EXERCISE DESCRIPTION »
Update every one of the records below by replacing "point localization" with "keypoint detection" and changing nothing else. Omit the pictures from your version.

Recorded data
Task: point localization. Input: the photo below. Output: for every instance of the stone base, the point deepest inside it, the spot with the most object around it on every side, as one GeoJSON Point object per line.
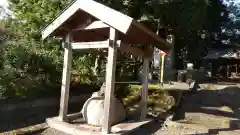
{"type": "Point", "coordinates": [80, 127]}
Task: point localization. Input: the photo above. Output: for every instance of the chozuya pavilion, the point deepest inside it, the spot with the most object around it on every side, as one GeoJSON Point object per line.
{"type": "Point", "coordinates": [89, 25]}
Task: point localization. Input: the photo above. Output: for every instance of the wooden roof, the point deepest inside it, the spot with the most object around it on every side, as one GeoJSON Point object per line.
{"type": "Point", "coordinates": [90, 21]}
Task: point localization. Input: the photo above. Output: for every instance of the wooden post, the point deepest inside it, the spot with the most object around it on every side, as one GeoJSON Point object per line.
{"type": "Point", "coordinates": [162, 69]}
{"type": "Point", "coordinates": [144, 90]}
{"type": "Point", "coordinates": [110, 81]}
{"type": "Point", "coordinates": [66, 75]}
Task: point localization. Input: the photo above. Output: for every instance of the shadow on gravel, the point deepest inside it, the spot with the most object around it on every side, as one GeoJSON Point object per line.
{"type": "Point", "coordinates": [148, 129]}
{"type": "Point", "coordinates": [216, 102]}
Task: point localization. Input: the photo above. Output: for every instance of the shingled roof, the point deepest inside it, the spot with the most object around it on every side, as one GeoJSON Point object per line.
{"type": "Point", "coordinates": [82, 13]}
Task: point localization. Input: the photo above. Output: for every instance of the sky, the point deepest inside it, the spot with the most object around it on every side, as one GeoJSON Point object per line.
{"type": "Point", "coordinates": [3, 3]}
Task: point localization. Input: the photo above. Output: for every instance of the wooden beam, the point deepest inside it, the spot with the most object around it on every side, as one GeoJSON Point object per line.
{"type": "Point", "coordinates": [66, 75]}
{"type": "Point", "coordinates": [92, 45]}
{"type": "Point", "coordinates": [144, 90]}
{"type": "Point", "coordinates": [110, 81]}
{"type": "Point", "coordinates": [136, 52]}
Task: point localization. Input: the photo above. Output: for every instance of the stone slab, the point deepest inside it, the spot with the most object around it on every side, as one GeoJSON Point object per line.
{"type": "Point", "coordinates": [124, 128]}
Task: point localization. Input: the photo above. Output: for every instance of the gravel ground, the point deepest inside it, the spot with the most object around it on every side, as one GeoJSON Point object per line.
{"type": "Point", "coordinates": [208, 112]}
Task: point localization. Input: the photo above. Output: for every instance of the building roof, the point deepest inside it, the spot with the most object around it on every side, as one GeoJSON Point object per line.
{"type": "Point", "coordinates": [90, 21]}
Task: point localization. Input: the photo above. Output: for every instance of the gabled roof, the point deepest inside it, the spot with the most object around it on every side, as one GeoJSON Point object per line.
{"type": "Point", "coordinates": [83, 13]}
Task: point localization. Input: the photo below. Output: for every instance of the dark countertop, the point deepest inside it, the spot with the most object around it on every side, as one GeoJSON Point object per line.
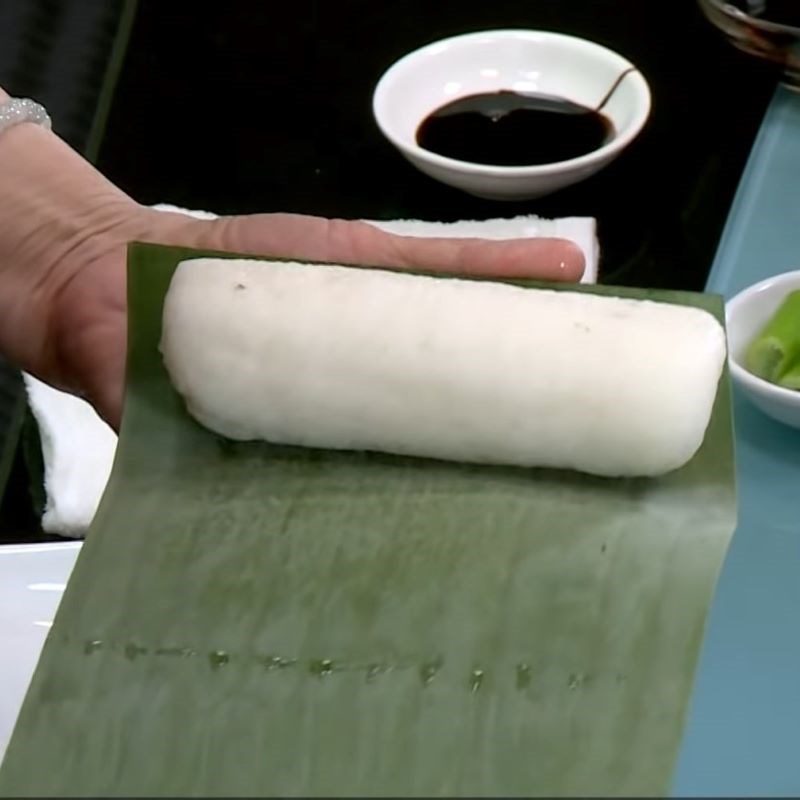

TASK RESULT »
Task: keypoint detection. Input: the photo below. Output: for every instance of the stone base, the point deepest inside it, the spot with the most object around it on every side, as one GeoJSON Point object per line.
{"type": "Point", "coordinates": [80, 127]}
Task: keypoint detection. Input: the photo above. Output: for every instance of the chozuya pavilion, the point deepest inside it, the spot with the most object around it on every side, as one GeoJSON Point object per line.
{"type": "Point", "coordinates": [89, 25]}
Task: keypoint detection. Input: the photo above. Output: for every instance of the wooden roof, the point deepest inside it, the spot with the most object around it on every side, as one GeoJSON Point object per line.
{"type": "Point", "coordinates": [90, 21]}
Task: keypoint detection. Input: the photo above. Output: for every instance of the wooden post, the point deepest inside it, the spot with the most object around it on every side, as one GeoJSON Point object per line.
{"type": "Point", "coordinates": [162, 69]}
{"type": "Point", "coordinates": [144, 90]}
{"type": "Point", "coordinates": [110, 81]}
{"type": "Point", "coordinates": [66, 75]}
Task: keypoint detection. Input: the photo above. Output: for every instance of the shadow on gravel, the point deepest inside it, the spot with the most object around it on every side, as one GeoJSON Point object per line.
{"type": "Point", "coordinates": [148, 129]}
{"type": "Point", "coordinates": [216, 102]}
Task: keypoint detection. Input: the photo above. Output: for every instance of the shingled roof, the point deepest inside it, the spot with the most object around it on every side, as one GeoJSON Point object per line.
{"type": "Point", "coordinates": [82, 13]}
Task: keypoint detection. Input: the photo above. Output: for every instance of the sky, the point deepest inside it, the spot with the most object around it on every side, as one GeoJSON Point object per line.
{"type": "Point", "coordinates": [3, 3]}
Task: keypoint detection. Input: the photo above. Output: for every instance of the wooden beam, the point deepest inside it, the spot with the most object around it on every side, as one GeoJSON Point object per line.
{"type": "Point", "coordinates": [66, 75]}
{"type": "Point", "coordinates": [92, 45]}
{"type": "Point", "coordinates": [144, 90]}
{"type": "Point", "coordinates": [110, 81]}
{"type": "Point", "coordinates": [136, 52]}
Task: keypoint detection. Input: the photo above. Output: for every instance of the stone slab, the point deepest inside it, the spot with the most object around it on every side, as one GeoJSON Point object per line.
{"type": "Point", "coordinates": [124, 128]}
Task: keypoint detection. Input: the photo above. Output: for every instance of the gravel ground, the point deepest inside it, the spot with the most object around it on every side, as one GeoJSON Point object per line.
{"type": "Point", "coordinates": [208, 112]}
Task: keypoint detection. Input: the photo above. Output: for every instance of the building roof, the point deepest inside it, the spot with the most object around it on every side, as one GeoJSON Point object per line.
{"type": "Point", "coordinates": [90, 21]}
Task: keypoint detection. Input: the photo above. Output: for every instance of the gabled roof, the point deepest inside it, the spot with the most object around it on every side, as one GeoJSON Point object per line.
{"type": "Point", "coordinates": [83, 13]}
Task: keypoint detection. Input: the photo below. Output: for every instance of the dark countertop, the point deepest inside it, the spot with the most object around it on every side, as one GeoJSON Point object per line.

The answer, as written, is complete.